• [THE REQUEST]: Rewrite every line of the listing below as a JSON list of strings, one string per line, with blank lines omitted.

• [Stored entries]:
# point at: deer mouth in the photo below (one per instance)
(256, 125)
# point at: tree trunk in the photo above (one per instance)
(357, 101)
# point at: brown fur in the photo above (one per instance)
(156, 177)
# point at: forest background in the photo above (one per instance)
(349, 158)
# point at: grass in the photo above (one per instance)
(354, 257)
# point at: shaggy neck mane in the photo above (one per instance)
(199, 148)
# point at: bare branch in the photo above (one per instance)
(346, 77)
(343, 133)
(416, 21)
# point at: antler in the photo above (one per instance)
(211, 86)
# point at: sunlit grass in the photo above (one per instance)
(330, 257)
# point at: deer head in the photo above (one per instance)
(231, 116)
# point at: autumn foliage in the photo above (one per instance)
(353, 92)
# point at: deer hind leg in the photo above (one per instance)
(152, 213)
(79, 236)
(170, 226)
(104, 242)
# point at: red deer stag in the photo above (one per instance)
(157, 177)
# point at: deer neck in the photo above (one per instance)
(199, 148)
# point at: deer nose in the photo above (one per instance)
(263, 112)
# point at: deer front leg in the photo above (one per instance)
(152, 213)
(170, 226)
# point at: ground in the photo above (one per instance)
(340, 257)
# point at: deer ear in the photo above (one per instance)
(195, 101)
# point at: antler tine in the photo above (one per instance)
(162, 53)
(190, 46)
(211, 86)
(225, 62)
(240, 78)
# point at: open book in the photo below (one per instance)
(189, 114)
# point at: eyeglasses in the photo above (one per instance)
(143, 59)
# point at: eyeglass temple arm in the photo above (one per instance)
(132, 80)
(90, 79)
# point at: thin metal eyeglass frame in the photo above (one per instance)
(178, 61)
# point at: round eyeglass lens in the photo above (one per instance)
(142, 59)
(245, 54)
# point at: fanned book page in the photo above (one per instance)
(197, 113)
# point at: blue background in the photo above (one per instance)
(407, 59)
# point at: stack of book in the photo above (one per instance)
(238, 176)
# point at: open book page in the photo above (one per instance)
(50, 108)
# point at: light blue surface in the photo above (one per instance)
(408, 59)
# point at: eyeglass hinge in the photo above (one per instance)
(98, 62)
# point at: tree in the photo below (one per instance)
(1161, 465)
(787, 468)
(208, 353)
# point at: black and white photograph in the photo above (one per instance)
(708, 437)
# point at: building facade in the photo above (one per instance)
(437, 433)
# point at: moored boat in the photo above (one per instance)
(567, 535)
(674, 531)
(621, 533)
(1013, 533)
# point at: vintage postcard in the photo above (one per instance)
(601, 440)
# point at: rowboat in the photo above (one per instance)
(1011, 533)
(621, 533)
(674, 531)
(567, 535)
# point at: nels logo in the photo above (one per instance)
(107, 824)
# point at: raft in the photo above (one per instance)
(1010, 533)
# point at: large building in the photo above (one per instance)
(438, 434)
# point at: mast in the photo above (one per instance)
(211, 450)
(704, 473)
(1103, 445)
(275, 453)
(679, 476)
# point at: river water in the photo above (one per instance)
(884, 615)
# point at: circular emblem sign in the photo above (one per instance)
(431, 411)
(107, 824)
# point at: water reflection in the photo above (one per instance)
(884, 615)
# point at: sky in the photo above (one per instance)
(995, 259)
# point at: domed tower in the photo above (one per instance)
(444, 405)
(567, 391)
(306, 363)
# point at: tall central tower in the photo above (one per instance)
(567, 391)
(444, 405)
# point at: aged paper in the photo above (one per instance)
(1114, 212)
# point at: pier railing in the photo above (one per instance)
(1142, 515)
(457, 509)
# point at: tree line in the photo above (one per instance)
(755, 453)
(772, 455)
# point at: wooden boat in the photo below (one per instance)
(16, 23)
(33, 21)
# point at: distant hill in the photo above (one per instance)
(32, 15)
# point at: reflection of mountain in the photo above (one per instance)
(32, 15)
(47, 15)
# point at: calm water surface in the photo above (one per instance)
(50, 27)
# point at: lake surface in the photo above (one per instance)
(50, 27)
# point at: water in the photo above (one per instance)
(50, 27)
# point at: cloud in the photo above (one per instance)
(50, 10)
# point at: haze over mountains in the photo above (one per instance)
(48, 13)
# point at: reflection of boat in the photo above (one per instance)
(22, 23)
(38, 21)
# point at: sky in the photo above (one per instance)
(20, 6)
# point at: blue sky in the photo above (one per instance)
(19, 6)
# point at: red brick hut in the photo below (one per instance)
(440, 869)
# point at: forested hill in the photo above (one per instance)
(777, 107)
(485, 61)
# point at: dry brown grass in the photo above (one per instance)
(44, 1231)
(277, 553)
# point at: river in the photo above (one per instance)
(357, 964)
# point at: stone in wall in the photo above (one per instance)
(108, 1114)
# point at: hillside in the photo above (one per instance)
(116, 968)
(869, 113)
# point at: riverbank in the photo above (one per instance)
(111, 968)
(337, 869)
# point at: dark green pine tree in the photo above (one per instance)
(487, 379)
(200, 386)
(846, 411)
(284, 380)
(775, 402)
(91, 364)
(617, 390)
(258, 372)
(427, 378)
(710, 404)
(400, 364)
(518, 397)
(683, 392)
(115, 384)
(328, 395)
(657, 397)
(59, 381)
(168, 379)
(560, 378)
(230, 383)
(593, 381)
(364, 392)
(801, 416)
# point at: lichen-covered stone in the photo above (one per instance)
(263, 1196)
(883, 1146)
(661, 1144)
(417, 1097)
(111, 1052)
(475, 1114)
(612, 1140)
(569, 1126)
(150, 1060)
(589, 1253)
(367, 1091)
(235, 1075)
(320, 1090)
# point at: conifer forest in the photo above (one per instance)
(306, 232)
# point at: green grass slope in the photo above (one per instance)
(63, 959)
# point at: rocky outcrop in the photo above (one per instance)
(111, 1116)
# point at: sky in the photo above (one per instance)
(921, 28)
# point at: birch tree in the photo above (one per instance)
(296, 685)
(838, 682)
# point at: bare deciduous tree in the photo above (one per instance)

• [RESULT OF THE TASK]:
[
  "# point at: deer mouth in the photo below (one per instance)",
  "(256, 125)",
  "# point at: tree trunk in the photo above (one per instance)",
  "(357, 101)",
  "# point at: brown fur in the photo above (one per instance)",
  "(156, 177)",
  "# point at: forest background in the photo above (one per instance)",
  "(349, 158)",
  "# point at: grass in the photo above (one per instance)",
  "(354, 257)",
  "# point at: shaggy neck mane in the photo above (one per instance)",
  "(199, 148)",
  "# point at: bare branch in the photo above (one per instance)",
  "(346, 77)",
  "(343, 133)",
  "(416, 21)",
  "# point at: antler in the photo above (one per instance)",
  "(211, 86)",
  "# point at: sunlit grass in the photo above (one per instance)",
  "(330, 257)",
  "# point at: deer head in the photo above (one per instance)",
  "(231, 116)",
  "# point at: autumn foliage in the photo above (one per instance)",
  "(353, 92)",
  "# point at: deer hind leg in the photo above (one per instance)",
  "(152, 213)",
  "(79, 236)",
  "(170, 226)",
  "(104, 242)",
  "# point at: red deer stag in the photo above (one per instance)",
  "(157, 177)",
  "# point at: deer neck in the photo above (one per instance)",
  "(199, 148)",
  "# point at: deer nose in the photo above (one per instance)",
  "(263, 112)",
  "# point at: deer front leg in the photo above (one per instance)",
  "(152, 213)",
  "(170, 226)",
  "# point at: ground in the photo above (one per instance)",
  "(340, 257)",
  "# point at: deer ear in the photo above (one per instance)",
  "(195, 101)",
  "# point at: antler tine in the photo above (one per instance)",
  "(162, 53)",
  "(190, 46)",
  "(211, 86)",
  "(225, 62)",
  "(240, 78)",
  "# point at: open book in the photo below (one per instance)",
  "(189, 114)",
  "# point at: eyeglasses in the photo above (one per instance)",
  "(143, 59)",
  "# point at: eyeglass temple arm in the photo above (one per instance)",
  "(132, 80)",
  "(90, 79)",
  "# point at: thin metal eyeglass frame in the photo above (one per instance)",
  "(178, 61)",
  "# point at: round eyeglass lens in the photo above (one per instance)",
  "(142, 59)",
  "(245, 54)",
  "# point at: fanned book page in the photo above (one per instance)",
  "(197, 113)",
  "# point at: blue background in the photo above (one per instance)",
  "(407, 59)",
  "# point at: stack of book in the photo above (one per instance)",
  "(238, 176)",
  "# point at: open book page in the photo above (one per instance)",
  "(50, 108)",
  "# point at: light blue surface in the photo above (one per instance)",
  "(408, 59)",
  "# point at: eyeglass hinge in the photo above (one per instance)",
  "(98, 62)",
  "# point at: tree in the photo below (one per instance)",
  "(1161, 465)",
  "(787, 468)",
  "(208, 353)",
  "# point at: black and white photograph in the photo above (one per instance)",
  "(708, 437)",
  "# point at: building facade in the photo above (one per instance)",
  "(437, 433)",
  "# point at: moored boat in the photo above (one per instance)",
  "(567, 535)",
  "(674, 531)",
  "(621, 533)",
  "(1013, 533)",
  "# point at: vintage postcard in the photo above (one per instance)",
  "(601, 440)",
  "# point at: rowboat in the photo above (one per instance)",
  "(1011, 533)",
  "(621, 533)",
  "(674, 531)",
  "(567, 535)",
  "# point at: nels logo in the photo above (one per instance)",
  "(107, 824)",
  "# point at: raft in the photo above (one per instance)",
  "(1010, 533)",
  "# point at: large building in the photo above (one per instance)",
  "(438, 434)",
  "# point at: mast in the photo above (one per instance)",
  "(211, 450)",
  "(704, 473)",
  "(1103, 445)",
  "(275, 453)",
  "(679, 476)",
  "# point at: river water in the photo above (one per instance)",
  "(884, 615)",
  "# point at: circular emblem sign in the photo above (one per instance)",
  "(431, 411)",
  "(107, 824)",
  "# point at: water reflection in the photo above (one per instance)",
  "(884, 615)",
  "# point at: sky in the photo above (one per instance)",
  "(995, 259)",
  "# point at: domed tower in the photo above (one per instance)",
  "(444, 405)",
  "(567, 391)",
  "(306, 363)",
  "# point at: tall central tower in the photo above (one per instance)",
  "(567, 391)",
  "(444, 405)",
  "# point at: aged paper in the photo above (one per instance)",
  "(1114, 212)",
  "# point at: pier railing in the photo above (one per instance)",
  "(1142, 515)",
  "(457, 509)",
  "# point at: tree line in the photo above (one per instance)",
  "(755, 453)",
  "(772, 455)",
  "# point at: wooden boat in the photo below (one per instance)",
  "(16, 23)",
  "(33, 21)",
  "# point at: distant hill in the photo above (one per instance)",
  "(32, 15)",
  "# point at: reflection of mountain in the photo above (one per instance)",
  "(32, 15)",
  "(47, 15)",
  "# point at: calm water surface in the photo above (one per instance)",
  "(50, 27)",
  "# point at: lake surface in the photo above (one per instance)",
  "(50, 27)",
  "# point at: water in the photo above (one per instance)",
  "(50, 27)",
  "# point at: cloud in the photo above (one per instance)",
  "(50, 10)",
  "# point at: haze over mountains in the photo above (one per instance)",
  "(48, 13)",
  "# point at: reflection of boat in the photo above (one per instance)",
  "(22, 23)",
  "(38, 21)",
  "# point at: sky in the photo above (one per instance)",
  "(20, 6)",
  "# point at: blue sky in the photo above (one per instance)",
  "(19, 6)",
  "# point at: red brick hut in the photo below (one per instance)",
  "(440, 869)",
  "# point at: forested hill in the photo above (one per instance)",
  "(777, 107)",
  "(485, 61)",
  "# point at: dry brown grass in the photo above (one per instance)",
  "(44, 1231)",
  "(277, 553)",
  "# point at: river in the photo above (one per instance)",
  "(357, 964)",
  "# point at: stone in wall in the photo above (one per instance)",
  "(108, 1114)",
  "# point at: hillside in the photo above (one per instance)",
  "(116, 968)",
  "(869, 113)",
  "# point at: riverbank in the photo above (one per instance)",
  "(111, 968)",
  "(337, 869)",
  "# point at: dark green pine tree in the photo above (one per instance)",
  "(487, 379)",
  "(200, 386)",
  "(846, 411)",
  "(284, 380)",
  "(775, 402)",
  "(91, 364)",
  "(617, 390)",
  "(258, 372)",
  "(427, 378)",
  "(710, 404)",
  "(400, 364)",
  "(518, 397)",
  "(683, 392)",
  "(115, 384)",
  "(328, 395)",
  "(657, 397)",
  "(59, 381)",
  "(168, 379)",
  "(560, 378)",
  "(230, 383)",
  "(593, 381)",
  "(364, 392)",
  "(801, 416)",
  "# point at: lichen-covered stone in the photo above (one per instance)",
  "(263, 1196)",
  "(883, 1146)",
  "(661, 1144)",
  "(417, 1097)",
  "(111, 1052)",
  "(475, 1114)",
  "(612, 1140)",
  "(569, 1126)",
  "(150, 1060)",
  "(589, 1253)",
  "(367, 1091)",
  "(235, 1075)",
  "(320, 1090)",
  "# point at: conifer forest in the photo above (one per instance)",
  "(306, 232)",
  "# point at: green grass slope in the photo above (one per instance)",
  "(63, 959)",
  "# point at: rocky outcrop in the photo above (one per instance)",
  "(111, 1116)",
  "# point at: sky in the photo above (one per instance)",
  "(921, 28)",
  "# point at: birch tree in the photo above (one per instance)",
  "(296, 685)",
  "(838, 682)",
  "# point at: bare deciduous tree in the photo above (one per instance)"
]